▶ Excerpted passage
=== Begin Enclosure ===
The practical implication for engineering managers: your team’s ability to write clear, falsifiable acceptance criteria is about to become the single most important skill on the team. If your specs are vague, your agents will be vague. If your specs are precise, your agents will surprise you.

3. Context is King, but Humans are the Castle

You can throw unlimited tokens at the most capable model available, but it still struggles to hold the full state of a legacy codebase in working memory. The biggest models aren’t always the best if they lack the why.

The Apple paper reinforces this directly — at high complexity, reasoning models don’t just slow down, they give up. Their reasoning effort actually declines past a complexity threshold, even when they have budget left. They’re not trying harder on hard problems. They’re pattern-matching, and when the patterns run out, so does the capability.

This is why humans are still the ultimate context window. We understand the unwritten architectural principles, the historical decisions that shaped the codebase, the political dynamics that make one approach feasible and another career-limiting. We understand the system interactions that no context window can capture yet.
=== End Enclosure ===
▶ Task prompt
Write out the excerpt on AI agents and human context from "You can throw" to "does the capability.", substituting "difficulty" for every occurrence of "complexity".

▶ Data shown
=== Begin Enclosure ===
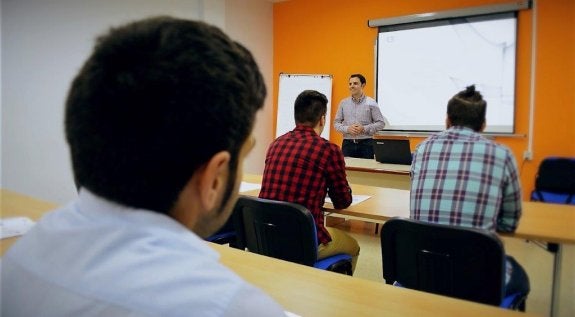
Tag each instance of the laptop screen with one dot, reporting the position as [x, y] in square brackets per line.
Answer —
[392, 151]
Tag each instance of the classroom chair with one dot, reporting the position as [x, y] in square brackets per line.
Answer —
[228, 234]
[285, 231]
[447, 260]
[555, 181]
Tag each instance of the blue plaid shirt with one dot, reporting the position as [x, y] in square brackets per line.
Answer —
[458, 177]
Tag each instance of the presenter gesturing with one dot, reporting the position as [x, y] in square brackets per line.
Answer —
[358, 118]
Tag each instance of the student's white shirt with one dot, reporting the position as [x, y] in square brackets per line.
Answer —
[97, 258]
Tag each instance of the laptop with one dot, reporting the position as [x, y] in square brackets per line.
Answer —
[392, 151]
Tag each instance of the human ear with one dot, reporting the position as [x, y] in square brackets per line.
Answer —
[213, 179]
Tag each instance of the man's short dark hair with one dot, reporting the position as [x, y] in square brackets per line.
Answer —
[467, 108]
[360, 76]
[153, 103]
[309, 107]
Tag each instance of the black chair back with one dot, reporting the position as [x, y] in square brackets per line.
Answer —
[555, 181]
[447, 260]
[278, 229]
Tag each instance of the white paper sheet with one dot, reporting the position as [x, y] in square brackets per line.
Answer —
[245, 186]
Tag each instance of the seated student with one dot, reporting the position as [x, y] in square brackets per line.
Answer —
[460, 178]
[302, 167]
[151, 184]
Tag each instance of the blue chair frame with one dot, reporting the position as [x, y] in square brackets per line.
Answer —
[285, 231]
[448, 260]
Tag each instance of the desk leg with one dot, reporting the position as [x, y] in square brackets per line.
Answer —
[556, 249]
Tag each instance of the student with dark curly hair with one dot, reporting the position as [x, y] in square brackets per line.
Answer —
[157, 158]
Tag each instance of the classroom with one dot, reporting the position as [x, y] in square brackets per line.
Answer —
[45, 42]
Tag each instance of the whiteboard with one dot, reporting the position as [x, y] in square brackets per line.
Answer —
[290, 86]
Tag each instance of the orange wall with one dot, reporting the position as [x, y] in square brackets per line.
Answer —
[332, 37]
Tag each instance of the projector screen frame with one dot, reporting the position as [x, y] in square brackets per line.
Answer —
[439, 17]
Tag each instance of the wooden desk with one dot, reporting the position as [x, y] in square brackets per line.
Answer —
[551, 223]
[371, 172]
[311, 292]
[303, 290]
[13, 205]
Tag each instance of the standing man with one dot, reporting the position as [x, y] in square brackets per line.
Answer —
[358, 118]
[151, 186]
[460, 178]
[302, 167]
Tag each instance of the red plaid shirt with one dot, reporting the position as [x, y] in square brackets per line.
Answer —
[302, 167]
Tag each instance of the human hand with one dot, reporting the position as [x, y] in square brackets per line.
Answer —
[355, 129]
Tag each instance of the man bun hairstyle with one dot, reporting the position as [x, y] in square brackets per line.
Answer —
[467, 108]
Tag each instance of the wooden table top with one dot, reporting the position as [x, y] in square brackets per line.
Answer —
[539, 221]
[303, 290]
[373, 166]
[307, 291]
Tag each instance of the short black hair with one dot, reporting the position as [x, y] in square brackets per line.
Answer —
[309, 106]
[467, 109]
[155, 101]
[360, 76]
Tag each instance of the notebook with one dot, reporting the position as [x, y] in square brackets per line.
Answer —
[392, 151]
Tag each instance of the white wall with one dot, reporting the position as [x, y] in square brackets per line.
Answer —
[43, 45]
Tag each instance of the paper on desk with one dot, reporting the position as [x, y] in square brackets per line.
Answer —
[245, 186]
[16, 226]
[355, 199]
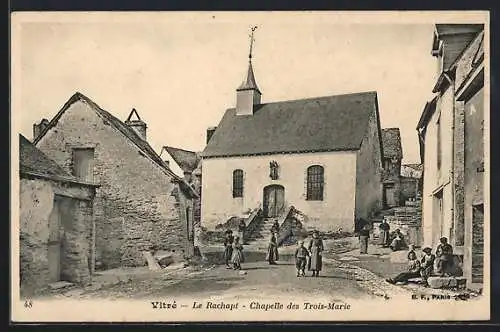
=== End Enclosure ===
▶ Solution to this problem
You can throw unlimited tokens at the most capable model available, but it still struggles to hold the full state of a legacy codebase in working memory. The biggest models aren’t always the best if they lack the why.

The Apple paper reinforces this directly — at high difficulty, reasoning models don’t just slow down, they give up. Their reasoning effort actually declines past a difficulty threshold, even when they have budget left. They’re not trying harder on hard problems. They’re pattern-matching, and when the patterns run out, so does the capability.